■ **Objectif 1**
D'après l'article sur le retrait américain du traité FNI, en quelle année ce traité a-t-il été signé ?
■ **Objectif 2**
Dans l'article sur le retrait américain du traité FNI, quels pays et territoires sont nommés comme ceux dont la population serait mise en danger par le déploiement de missiles dans le Pacifique ?
■ **Objectif 3**
Prolongez l'article sur le retrait américain du traité FNI à partir de sa dernière phrase.

■ **Extrait source**
Par Andre Damon
Quelques heures après le retrait officiel vendredi par les États-Unis du plus important traité nucléaire au monde, le Pentagone a clairement annoncé son intention de cerner la Chine de missiles sur fond d’une course effrénée aux armements nucléaires.
S’adressant à des journalistes lors d’un voyage en Australie, le secrétaire américain à la défense, Mark Esper, a déclaré que le Pentagone déploierait des missiles interdits par le traité «le plus tôt possible».
«Je préférerais d’ici quelques mois», a déclaré Esper.
Le déploiement de missiles à moyenne portée dans le Pacifique transformerait la côte chinoise et les îles du Pacifique environnantes en un front de bataille nucléaire mettant en danger la vie de milliards de personnes en Chine, en Corée, au Japon, à Taïwan et plus largement dans toute la région.
Le traité FNI, qui a été signé en 1987 par le président Ronald Reagan et son homologue soviétique Mikhaïl Gorbatchev, interdisait aux États-Unis et à la Russie de développer des missiles d’une portée de 500 à 5 000 km, ce qui signifiait que la majeure partie de l’ Europe et du Pacifique étaient interdits au stationnement de missiles nucléaires.

■ **Données fournies**
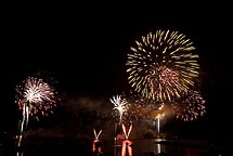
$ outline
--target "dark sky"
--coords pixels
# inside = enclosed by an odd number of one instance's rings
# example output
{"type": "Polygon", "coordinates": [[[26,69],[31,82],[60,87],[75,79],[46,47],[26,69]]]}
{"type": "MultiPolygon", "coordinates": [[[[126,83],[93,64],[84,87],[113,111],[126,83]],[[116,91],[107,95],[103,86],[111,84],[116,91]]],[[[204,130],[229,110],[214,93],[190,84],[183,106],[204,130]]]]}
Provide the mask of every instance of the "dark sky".
{"type": "Polygon", "coordinates": [[[112,96],[122,92],[128,86],[125,63],[131,43],[141,35],[160,28],[183,32],[194,42],[200,56],[207,120],[213,128],[219,121],[230,123],[230,14],[213,10],[196,12],[171,15],[172,12],[93,11],[5,16],[1,36],[1,120],[5,116],[15,117],[15,106],[10,103],[14,86],[38,69],[53,73],[60,90],[70,94],[112,96]]]}

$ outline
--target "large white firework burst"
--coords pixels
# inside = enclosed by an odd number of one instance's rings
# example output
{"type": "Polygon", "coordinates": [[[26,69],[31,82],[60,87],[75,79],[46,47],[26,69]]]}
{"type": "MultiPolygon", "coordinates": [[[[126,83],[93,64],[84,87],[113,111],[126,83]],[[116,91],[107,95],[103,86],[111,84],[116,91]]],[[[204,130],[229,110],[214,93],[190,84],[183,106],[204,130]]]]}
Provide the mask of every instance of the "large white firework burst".
{"type": "Polygon", "coordinates": [[[171,101],[198,81],[193,42],[178,31],[156,30],[131,47],[126,65],[129,83],[147,99],[171,101]]]}

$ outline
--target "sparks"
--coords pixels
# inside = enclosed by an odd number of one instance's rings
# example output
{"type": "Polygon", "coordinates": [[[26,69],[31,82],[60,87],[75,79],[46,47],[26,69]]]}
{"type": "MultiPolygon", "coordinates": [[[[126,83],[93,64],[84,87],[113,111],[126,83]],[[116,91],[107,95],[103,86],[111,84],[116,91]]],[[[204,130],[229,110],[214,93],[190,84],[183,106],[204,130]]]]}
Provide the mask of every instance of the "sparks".
{"type": "Polygon", "coordinates": [[[116,95],[111,102],[114,104],[113,110],[116,110],[116,116],[119,116],[119,122],[122,122],[122,116],[128,110],[127,101],[121,99],[121,95],[116,95]]]}
{"type": "Polygon", "coordinates": [[[172,101],[198,81],[198,55],[178,31],[157,30],[137,40],[126,65],[129,83],[146,99],[172,101]]]}

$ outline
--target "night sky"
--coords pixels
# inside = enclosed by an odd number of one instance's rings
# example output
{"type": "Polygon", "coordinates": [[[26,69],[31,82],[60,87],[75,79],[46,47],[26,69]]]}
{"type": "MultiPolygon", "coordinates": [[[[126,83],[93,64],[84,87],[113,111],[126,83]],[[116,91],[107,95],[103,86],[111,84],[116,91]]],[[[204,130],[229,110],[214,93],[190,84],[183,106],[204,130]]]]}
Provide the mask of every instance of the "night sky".
{"type": "Polygon", "coordinates": [[[9,15],[2,29],[1,130],[15,128],[14,87],[31,73],[47,70],[59,81],[57,90],[70,96],[106,99],[129,89],[126,56],[131,44],[150,30],[171,29],[186,35],[197,49],[200,90],[207,114],[182,129],[215,134],[232,128],[230,67],[232,24],[228,13],[191,10],[166,14],[108,12],[9,15]],[[189,15],[193,13],[192,15],[189,15]]]}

■ **Réponse rédigée 1**
En 1987.

■ **Réponse rédigée 2**
La Chine, la Corée, le Japon et Taïwan.

■ **Réponse rédigée 3**
Cependant, alors que les tendances technologiques modifiaient les équilibres militaires et que les États-Unis intensifiaient leur conflit avec la Chine, Washington en vint de plus en plus à considérer que ce traité de l’ère de la guerre froide était en contradiction avec son objectif d’encercler militairement Beijing, qui n’en était pas signataire.
Avec le déploiement potentiel des États-Unis des missiles nucléaires à quelques minutes en temps de vol de la partie continentale de Chine, les tensions seront placées sur le fil du rasoir, exposant l’immense population de la région au spectre de l’anéantissement nucléaire.
En réponse au retrait des États-Unis du traité FNI, le secrétaire général de l’ONU, António Guterres, a averti que «le monde perdra un frein précieux sur la guerre nucléaire».
Daryl Kimball, directeur exécutif de l’Association du contrôle des armements, a déclaré que Trump «poursuivait une stratégie qui créerait les conditions pour une course aux armements dangereuse». Le Financial Times amis en garde, dans le même sens, contre «la réactivation de la course aux armements nucléaires» par Trump.
En défendant sa décision de placer des missiles dans une région densément peuplée à des milliers de kilomètres de l’Amérique, Esper a accusé la Chine de «transformer en armes les biens communs mondiaux à l’aide d’une économie prédatrice».
En d’autres termes, la Chine, en menant des activités économiques pacifiques, menace les États-Unis, ce qui devrait être contré par la menace de l’annihilation militaire.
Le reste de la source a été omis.